**Cosa fare**
A. Riscrivi in modo più breve il paragrafo del brano sull'aborto che comincia con «Ah sì? Chiuso il dibattito?», senza perdere i fatti principali.
B. Riprendi il brano sull'aborto dopo la frase finale sul preservativo e portalo avanti con qualche frase nello stesso tono.

**Brano citato**
------------------------------------------------------------

Ah sì? Chiuso il dibattito? Mi viene in mente a questo proposito il rimpianto Giovanni Testori che sul medesimo Corriere si espresse dicendo: «Meno dibattiti, più battiti». Non un gioco di parole, ma un invito. Discorrendo di aborto se non ascolti il battito del cuore di quello o quella lì che sta nelle acque materne, che cosa ascolti? Il suono fesso delle campane ideologiche? Possibile che si sia così oscurantisti da voler evitare di ascoltare cosa c'è in ballo?

Prima di ascoltare quel muscoletto e farlo eventualmente tacere, vorrei esaminare in senso cronologico ed esistenziale alcuni fatti antecedenti. C'è un atto previo sul quale richiamo l'attenzione di Gruber. Prima dell'aborto c'è tendenzialmente se ricordo bene - il rapporto sessuale. Uno degli effetti più comuni di detto gesto copulatorio, che riguarda un maschio e una femmina, è il restare incinta di quest'ultima. Qualche tempo innanzi, perciò, a che si esplichi il presunto diritto all'aborto, con la connessa e sempre citata lacrimosa tragedia per la committente, sarebbe il caso (...)

(...) di non mettersi in condizione di reclamare il «diritto di scegliere», un dilemma che in caso di mancato atto sessuale non si porrebbe. Non è obbligatorio fare sesso. E se vuoi che la questione si risolva con un fazzolettino per asciugarsi e successiva sigaretta, e poi a nanna, o più spesso a casa, senza bisogno di evocare un'interruzione volontaria della gravidanza, ci sono miriadi di rimedi, oltre a quello dell'astinenza. Pare del resto che l'industria farmaceutica dei contraccettivi sia la più florida al mondo dopo quella delle armi (l'ha detto Papa Francesco pochi giorni fa). E raccomando a questo proposito la prevenzione dell'ultima ora, assicurata del vecchio e glorioso preservativo.

------------------------------------------------------------

[Voci di dati salvate]
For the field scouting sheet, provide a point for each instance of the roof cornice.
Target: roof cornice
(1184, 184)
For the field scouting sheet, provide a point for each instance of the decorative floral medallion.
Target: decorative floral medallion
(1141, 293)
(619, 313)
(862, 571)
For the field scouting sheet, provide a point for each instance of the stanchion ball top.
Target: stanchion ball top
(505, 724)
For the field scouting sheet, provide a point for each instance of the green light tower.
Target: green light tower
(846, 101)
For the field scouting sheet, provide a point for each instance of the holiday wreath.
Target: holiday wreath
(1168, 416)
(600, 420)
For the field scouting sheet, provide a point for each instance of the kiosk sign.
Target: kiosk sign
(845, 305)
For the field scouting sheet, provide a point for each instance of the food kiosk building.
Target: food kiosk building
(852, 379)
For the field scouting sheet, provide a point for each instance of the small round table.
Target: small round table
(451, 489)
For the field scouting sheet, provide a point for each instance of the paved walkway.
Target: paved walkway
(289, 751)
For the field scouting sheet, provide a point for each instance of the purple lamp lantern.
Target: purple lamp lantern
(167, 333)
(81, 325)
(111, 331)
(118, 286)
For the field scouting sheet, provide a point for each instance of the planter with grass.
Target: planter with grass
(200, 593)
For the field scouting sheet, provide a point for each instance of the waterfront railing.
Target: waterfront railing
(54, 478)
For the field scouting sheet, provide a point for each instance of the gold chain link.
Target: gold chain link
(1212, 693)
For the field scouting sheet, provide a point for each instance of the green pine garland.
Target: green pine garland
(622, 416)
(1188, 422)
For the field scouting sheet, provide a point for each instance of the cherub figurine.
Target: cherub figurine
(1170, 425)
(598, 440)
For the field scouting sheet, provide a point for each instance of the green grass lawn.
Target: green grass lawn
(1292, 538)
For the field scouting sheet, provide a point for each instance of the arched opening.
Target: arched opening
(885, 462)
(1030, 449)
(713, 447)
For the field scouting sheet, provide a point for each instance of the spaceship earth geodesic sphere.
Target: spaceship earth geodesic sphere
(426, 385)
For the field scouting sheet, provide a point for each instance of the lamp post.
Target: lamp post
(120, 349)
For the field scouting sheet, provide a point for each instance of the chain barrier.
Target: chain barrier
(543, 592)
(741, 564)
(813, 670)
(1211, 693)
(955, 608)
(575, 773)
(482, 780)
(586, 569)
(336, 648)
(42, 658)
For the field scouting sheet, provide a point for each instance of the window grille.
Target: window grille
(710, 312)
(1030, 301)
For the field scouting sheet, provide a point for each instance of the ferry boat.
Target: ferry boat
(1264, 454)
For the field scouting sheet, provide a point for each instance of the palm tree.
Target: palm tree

------------------------------------------------------------

**Risultati**
A. L'autore contesta l'idea che il dibattito sia chiuso e ricorda Giovanni Testori, che sul Corriere scrisse: «Meno dibattiti, più battiti». Per l'autore non è un gioco di parole ma un invito. Quando si parla di aborto bisogna ascoltare il battito del cuore di chi sta nelle acque materne, non il suono delle campane ideologiche. Gli sembra oscurantista non voler ascoltare che cosa c'è in gioco.

B.
Può capitare che per la prepotenza della passione o, caso sciagurato, per la violenza di un delinquente, non ci sia stato modo di prevenire il concepimento. In farmacia, per due euro, vendono la pillola del giorno dopo che devia il naturale corso delle cose verso il nulla di fatto con soddisfazione dei copulanti. Nel caso sia Tizio a rendersi conto della possibilità poco gradita dell'ingravidamento di Tizia uso parole poco romantiche? può acquistare lui la pastiglia.

Come si vede ci sono modi innocui, e magari vietati dalla morale cristiana, di evitare il lieto evento senza ricorrere a una piccola macellazione di una minuscola creatura, peraltro già dotata di piedini. Quando dicono che avrebbero il diritto di parlare di ciò solo le donne, mi permetto di obiettare che quel piedino era il mio, non una protuberanza di un corpo femminile.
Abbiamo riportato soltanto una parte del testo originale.